Top of The data

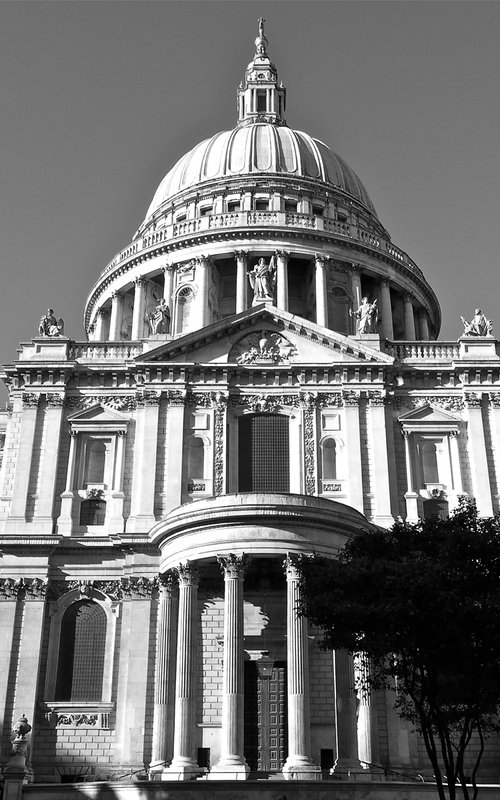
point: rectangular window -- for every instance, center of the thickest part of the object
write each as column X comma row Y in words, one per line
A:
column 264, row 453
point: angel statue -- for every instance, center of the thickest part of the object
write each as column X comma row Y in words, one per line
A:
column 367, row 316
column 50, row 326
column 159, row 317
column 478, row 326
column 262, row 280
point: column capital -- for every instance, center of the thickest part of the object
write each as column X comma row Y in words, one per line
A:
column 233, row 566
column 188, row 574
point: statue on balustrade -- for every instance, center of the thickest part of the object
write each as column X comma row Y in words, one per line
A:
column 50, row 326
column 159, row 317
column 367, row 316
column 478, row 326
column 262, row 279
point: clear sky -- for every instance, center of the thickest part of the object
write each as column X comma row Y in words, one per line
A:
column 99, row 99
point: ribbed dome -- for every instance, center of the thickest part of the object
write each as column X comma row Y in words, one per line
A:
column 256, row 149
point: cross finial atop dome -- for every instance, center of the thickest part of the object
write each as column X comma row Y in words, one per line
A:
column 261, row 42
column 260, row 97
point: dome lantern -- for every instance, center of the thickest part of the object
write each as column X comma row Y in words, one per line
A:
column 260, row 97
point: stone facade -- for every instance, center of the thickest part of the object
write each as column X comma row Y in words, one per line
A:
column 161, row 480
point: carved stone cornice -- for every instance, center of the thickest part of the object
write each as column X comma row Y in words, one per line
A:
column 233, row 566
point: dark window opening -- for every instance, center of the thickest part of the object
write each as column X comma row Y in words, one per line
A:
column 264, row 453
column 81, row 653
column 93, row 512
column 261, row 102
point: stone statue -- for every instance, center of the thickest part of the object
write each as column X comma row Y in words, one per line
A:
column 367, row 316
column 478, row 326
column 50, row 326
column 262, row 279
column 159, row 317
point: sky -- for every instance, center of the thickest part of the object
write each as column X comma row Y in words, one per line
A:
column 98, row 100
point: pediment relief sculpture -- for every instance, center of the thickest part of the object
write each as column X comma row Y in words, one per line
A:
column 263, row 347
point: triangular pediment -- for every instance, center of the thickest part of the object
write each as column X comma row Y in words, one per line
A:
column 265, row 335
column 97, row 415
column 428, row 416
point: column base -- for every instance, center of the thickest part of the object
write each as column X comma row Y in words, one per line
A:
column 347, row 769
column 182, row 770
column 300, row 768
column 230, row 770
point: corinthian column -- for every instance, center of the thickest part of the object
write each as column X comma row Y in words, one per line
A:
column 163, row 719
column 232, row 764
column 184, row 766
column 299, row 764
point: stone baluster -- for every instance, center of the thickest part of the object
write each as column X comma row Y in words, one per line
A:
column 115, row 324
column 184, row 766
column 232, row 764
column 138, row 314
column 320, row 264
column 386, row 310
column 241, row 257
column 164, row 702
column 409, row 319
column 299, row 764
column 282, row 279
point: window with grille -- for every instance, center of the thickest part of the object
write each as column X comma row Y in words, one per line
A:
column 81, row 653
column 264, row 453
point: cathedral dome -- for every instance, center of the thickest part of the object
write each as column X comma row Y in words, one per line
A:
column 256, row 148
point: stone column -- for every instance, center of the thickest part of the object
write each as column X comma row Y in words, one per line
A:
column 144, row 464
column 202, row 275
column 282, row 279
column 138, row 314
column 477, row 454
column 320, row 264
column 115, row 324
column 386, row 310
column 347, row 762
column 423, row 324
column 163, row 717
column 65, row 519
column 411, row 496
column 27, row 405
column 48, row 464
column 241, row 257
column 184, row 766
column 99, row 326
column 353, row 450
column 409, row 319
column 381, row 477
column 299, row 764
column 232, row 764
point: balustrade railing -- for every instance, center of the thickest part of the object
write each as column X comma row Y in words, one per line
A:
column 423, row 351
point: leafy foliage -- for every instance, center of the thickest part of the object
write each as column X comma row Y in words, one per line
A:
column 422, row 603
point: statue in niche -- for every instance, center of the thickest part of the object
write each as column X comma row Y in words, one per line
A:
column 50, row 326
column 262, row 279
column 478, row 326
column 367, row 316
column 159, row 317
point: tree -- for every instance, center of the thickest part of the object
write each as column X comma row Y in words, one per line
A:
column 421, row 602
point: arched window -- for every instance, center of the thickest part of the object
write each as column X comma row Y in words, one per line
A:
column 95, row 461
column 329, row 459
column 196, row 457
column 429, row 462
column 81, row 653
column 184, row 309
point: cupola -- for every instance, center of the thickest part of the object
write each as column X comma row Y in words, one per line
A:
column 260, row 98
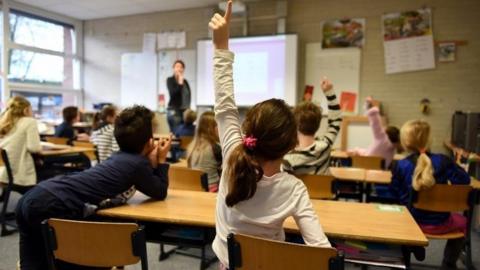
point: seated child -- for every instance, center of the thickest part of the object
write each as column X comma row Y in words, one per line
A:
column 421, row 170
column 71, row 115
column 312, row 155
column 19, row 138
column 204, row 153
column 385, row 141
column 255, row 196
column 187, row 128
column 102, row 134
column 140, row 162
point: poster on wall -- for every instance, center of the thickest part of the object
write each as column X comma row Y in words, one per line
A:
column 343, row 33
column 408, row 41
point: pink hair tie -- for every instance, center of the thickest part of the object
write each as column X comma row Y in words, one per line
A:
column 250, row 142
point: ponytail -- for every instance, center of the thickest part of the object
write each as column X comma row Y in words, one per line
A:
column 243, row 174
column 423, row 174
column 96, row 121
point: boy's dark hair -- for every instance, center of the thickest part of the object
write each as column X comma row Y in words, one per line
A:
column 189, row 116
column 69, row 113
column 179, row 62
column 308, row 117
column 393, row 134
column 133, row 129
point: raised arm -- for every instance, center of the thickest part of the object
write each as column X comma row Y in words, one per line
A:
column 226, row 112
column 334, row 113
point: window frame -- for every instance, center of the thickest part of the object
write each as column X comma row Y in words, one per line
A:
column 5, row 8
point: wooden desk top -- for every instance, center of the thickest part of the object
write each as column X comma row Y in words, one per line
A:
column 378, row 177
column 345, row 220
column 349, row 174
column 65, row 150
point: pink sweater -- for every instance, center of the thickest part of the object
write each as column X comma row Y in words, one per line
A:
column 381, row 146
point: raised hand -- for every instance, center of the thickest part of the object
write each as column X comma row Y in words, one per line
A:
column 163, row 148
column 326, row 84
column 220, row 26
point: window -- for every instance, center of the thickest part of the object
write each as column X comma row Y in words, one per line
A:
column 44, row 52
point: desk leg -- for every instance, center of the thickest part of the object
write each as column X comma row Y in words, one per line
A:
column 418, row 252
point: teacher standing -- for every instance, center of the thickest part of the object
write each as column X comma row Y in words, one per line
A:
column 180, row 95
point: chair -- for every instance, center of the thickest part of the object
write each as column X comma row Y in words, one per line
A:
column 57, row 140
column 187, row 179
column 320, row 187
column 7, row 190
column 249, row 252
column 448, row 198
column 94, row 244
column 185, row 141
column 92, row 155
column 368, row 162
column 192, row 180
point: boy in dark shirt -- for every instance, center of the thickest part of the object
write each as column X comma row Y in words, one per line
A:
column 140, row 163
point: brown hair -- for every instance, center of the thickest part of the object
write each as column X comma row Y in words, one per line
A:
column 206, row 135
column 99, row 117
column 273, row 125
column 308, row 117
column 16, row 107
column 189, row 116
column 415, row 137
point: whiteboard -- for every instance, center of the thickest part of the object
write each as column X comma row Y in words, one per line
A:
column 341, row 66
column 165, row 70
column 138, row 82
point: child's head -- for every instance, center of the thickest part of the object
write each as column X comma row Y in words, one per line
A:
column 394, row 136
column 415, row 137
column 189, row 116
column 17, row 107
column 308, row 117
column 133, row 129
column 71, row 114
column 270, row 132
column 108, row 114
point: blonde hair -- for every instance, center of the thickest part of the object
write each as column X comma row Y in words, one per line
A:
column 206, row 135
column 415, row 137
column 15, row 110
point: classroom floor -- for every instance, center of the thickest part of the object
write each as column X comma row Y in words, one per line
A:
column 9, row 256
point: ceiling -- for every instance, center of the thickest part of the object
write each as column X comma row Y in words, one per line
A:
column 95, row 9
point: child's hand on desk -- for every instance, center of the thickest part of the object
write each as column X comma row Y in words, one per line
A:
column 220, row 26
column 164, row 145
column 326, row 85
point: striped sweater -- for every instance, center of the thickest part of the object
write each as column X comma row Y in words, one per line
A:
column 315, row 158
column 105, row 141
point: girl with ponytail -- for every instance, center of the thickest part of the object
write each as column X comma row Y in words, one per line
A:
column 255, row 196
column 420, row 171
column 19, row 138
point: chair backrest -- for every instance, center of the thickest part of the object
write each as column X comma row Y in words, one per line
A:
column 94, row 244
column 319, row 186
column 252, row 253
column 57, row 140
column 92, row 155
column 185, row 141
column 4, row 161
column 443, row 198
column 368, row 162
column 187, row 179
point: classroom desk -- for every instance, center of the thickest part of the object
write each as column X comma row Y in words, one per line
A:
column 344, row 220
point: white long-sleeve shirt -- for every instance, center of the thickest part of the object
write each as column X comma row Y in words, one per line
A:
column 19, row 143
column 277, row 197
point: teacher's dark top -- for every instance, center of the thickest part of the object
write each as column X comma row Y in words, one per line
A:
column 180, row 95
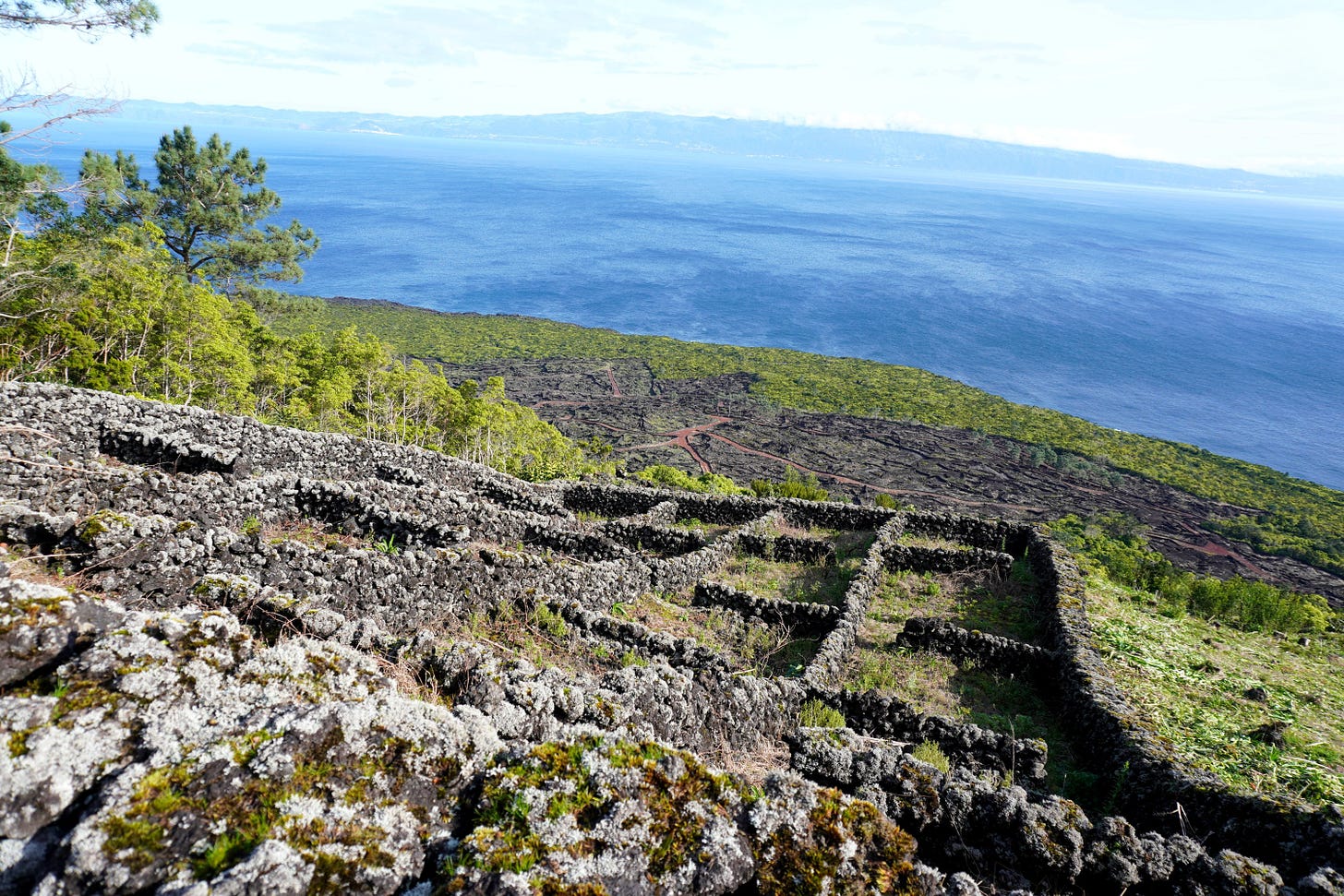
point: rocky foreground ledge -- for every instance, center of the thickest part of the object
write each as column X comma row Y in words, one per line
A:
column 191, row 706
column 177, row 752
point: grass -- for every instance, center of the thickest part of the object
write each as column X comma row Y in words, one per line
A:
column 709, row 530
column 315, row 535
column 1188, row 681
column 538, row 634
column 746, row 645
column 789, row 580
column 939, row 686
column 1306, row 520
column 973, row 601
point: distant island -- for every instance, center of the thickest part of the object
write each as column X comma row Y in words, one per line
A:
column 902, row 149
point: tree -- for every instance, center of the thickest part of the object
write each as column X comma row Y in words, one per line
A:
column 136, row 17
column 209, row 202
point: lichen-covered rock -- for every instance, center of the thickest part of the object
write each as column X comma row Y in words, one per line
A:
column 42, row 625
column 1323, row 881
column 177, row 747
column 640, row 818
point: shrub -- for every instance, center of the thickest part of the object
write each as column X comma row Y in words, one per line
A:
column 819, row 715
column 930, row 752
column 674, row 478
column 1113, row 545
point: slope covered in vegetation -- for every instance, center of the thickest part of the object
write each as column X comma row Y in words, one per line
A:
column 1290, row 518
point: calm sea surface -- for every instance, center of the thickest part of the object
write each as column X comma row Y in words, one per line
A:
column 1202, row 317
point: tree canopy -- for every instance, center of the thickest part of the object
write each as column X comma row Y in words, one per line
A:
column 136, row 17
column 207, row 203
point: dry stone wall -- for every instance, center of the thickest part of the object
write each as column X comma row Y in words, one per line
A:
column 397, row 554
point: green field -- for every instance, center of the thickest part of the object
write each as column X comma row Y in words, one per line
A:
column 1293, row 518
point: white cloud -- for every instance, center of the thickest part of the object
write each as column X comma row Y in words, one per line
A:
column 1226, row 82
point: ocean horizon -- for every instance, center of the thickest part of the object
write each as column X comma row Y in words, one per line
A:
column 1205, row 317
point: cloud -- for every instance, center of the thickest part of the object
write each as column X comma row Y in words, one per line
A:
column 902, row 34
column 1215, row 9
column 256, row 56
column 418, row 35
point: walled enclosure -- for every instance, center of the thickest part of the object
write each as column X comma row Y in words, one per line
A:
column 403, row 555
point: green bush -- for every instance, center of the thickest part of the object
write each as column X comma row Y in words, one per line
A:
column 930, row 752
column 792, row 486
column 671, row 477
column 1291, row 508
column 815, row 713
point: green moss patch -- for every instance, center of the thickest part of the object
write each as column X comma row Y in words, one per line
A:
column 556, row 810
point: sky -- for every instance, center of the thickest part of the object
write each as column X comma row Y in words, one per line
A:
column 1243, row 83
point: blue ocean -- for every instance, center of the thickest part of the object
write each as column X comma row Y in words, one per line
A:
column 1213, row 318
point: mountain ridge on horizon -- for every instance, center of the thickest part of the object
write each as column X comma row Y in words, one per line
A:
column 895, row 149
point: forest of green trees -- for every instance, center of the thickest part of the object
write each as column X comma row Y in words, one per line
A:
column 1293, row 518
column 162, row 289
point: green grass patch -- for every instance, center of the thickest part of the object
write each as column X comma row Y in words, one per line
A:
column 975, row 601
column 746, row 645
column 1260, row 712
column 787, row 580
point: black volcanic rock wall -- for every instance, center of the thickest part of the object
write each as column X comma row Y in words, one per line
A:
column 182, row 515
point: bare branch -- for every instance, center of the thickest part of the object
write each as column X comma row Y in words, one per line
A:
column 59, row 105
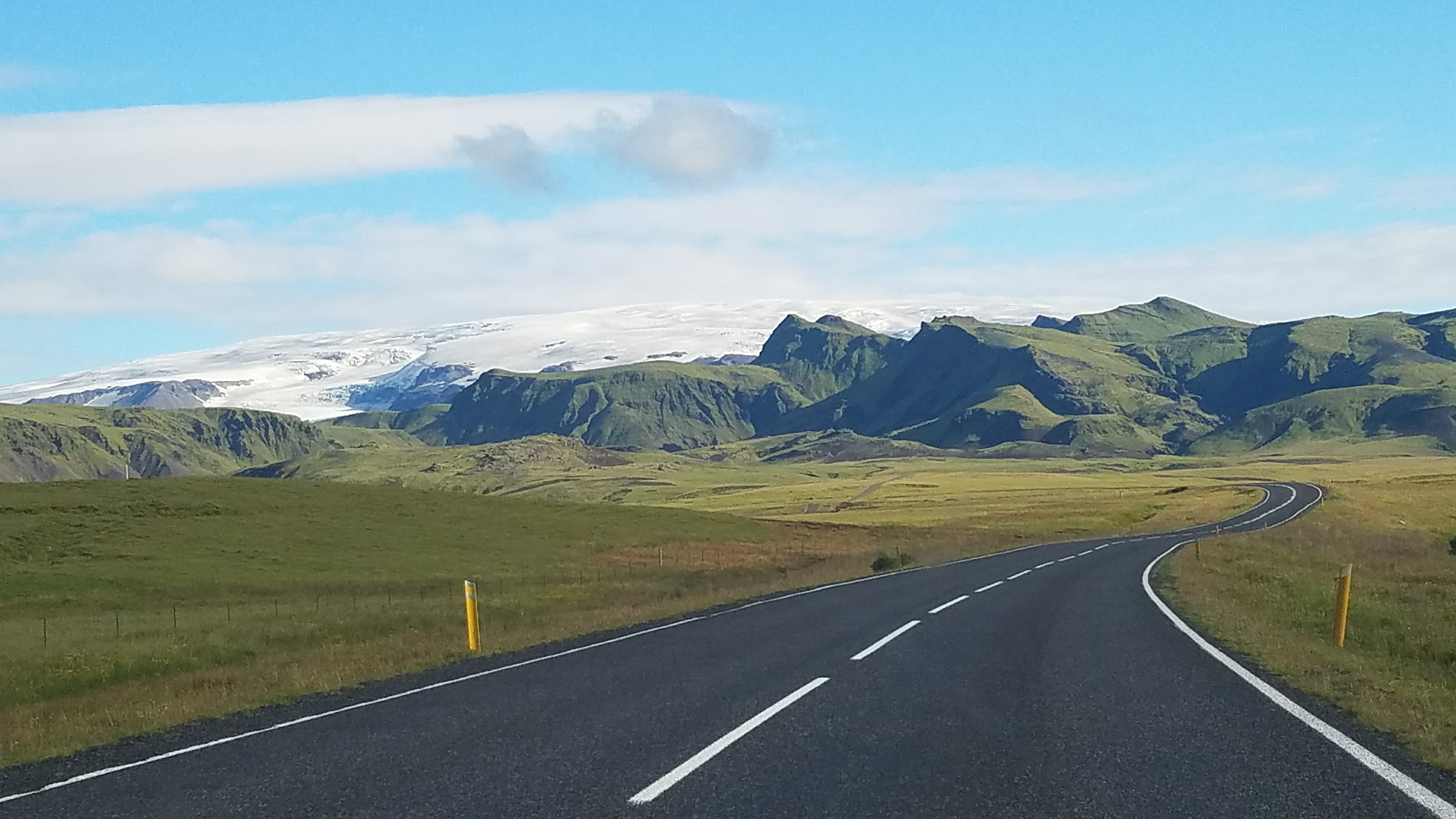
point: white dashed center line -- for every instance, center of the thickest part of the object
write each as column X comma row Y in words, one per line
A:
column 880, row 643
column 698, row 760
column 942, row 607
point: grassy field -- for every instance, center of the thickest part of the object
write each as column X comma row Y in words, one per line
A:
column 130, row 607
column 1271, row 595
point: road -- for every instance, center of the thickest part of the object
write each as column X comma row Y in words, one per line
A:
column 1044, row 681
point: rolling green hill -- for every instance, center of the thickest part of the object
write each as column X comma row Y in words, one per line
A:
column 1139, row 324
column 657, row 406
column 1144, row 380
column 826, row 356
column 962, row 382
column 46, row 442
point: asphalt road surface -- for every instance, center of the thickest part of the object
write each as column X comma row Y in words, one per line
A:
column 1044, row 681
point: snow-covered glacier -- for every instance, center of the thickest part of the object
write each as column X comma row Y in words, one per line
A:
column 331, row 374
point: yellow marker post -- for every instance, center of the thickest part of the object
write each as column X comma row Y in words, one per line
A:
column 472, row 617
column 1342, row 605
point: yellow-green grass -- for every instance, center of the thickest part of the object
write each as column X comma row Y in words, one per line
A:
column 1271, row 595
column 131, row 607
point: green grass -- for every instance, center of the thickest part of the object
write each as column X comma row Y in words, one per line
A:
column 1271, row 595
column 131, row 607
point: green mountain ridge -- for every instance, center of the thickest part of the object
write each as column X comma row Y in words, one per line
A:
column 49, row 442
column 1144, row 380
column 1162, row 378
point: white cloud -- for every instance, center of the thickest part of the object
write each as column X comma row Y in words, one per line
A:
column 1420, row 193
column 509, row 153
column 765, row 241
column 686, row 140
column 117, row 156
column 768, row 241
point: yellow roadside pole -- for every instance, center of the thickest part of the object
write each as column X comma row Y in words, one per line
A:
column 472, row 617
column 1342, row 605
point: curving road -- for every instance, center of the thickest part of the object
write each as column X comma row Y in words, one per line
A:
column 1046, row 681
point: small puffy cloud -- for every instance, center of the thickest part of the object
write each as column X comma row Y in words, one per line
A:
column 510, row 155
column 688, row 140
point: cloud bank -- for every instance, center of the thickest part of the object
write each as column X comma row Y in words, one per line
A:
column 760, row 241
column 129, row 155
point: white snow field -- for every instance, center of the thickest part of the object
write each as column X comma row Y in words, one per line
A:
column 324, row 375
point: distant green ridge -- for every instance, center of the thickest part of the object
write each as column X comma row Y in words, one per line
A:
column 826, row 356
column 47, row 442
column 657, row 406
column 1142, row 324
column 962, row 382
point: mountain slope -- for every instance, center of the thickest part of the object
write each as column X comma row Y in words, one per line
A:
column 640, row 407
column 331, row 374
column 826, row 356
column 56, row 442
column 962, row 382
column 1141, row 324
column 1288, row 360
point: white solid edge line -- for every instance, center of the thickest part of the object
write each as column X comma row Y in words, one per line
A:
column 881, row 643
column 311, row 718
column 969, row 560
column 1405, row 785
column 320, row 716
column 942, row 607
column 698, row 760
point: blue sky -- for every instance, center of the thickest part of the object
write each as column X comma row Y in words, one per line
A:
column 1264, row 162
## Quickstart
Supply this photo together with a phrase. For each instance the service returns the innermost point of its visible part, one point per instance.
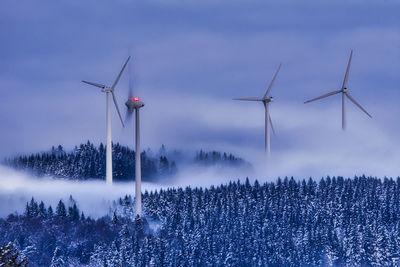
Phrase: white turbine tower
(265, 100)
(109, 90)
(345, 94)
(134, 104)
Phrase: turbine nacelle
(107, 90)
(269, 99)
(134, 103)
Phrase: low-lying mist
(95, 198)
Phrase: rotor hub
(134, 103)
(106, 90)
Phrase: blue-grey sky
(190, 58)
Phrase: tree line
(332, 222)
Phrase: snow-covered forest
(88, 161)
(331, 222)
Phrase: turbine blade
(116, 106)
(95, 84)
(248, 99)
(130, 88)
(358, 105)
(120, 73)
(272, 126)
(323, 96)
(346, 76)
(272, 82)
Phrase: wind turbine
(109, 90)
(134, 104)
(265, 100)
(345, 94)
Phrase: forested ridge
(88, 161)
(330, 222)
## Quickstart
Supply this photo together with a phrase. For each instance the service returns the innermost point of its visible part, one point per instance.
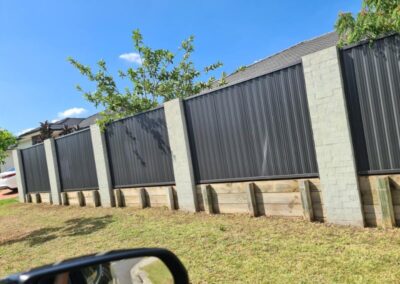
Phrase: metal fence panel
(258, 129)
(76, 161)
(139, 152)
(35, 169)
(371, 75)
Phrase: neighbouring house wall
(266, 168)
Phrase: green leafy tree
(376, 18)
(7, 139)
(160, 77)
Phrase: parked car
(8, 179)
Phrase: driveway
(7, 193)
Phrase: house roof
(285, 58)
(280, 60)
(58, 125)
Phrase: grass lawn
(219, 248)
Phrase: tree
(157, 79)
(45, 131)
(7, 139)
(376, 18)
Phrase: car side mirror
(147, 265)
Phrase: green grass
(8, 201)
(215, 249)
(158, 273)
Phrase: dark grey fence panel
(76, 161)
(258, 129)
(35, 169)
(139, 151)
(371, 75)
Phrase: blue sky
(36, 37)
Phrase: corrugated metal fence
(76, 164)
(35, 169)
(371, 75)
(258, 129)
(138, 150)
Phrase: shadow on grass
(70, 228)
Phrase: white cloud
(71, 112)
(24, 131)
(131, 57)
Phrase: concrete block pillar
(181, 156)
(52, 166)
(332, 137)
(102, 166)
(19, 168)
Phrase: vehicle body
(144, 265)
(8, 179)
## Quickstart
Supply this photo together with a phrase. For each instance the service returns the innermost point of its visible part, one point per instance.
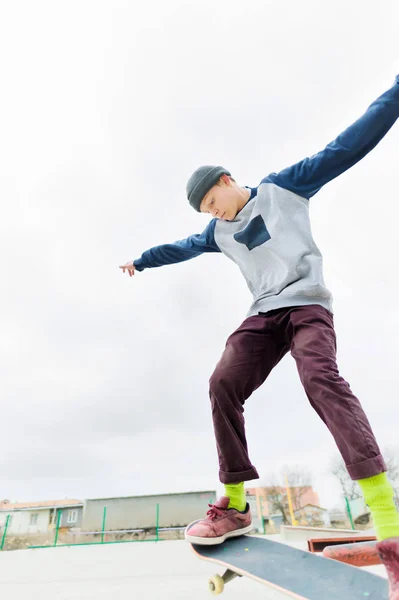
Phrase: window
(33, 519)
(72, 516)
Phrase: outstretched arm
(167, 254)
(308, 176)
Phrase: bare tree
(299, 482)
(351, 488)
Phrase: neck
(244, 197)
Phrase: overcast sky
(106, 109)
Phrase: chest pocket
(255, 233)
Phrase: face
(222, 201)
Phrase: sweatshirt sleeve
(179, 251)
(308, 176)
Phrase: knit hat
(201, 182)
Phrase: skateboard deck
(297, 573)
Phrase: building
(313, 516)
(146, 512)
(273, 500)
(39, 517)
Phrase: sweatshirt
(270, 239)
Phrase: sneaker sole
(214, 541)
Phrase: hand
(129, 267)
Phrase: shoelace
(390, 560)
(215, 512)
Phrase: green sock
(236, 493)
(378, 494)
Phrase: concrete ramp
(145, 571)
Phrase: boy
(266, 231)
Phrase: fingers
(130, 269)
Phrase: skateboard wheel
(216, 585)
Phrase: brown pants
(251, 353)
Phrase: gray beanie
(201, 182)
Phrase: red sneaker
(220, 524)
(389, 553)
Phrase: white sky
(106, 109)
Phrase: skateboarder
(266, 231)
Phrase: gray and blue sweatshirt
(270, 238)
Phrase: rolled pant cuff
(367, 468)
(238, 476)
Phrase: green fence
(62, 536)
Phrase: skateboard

Bottom of The data

Task objective: Before answering, count every line of the data that holds the word "surface"; the reply is that number only.

Your response: 2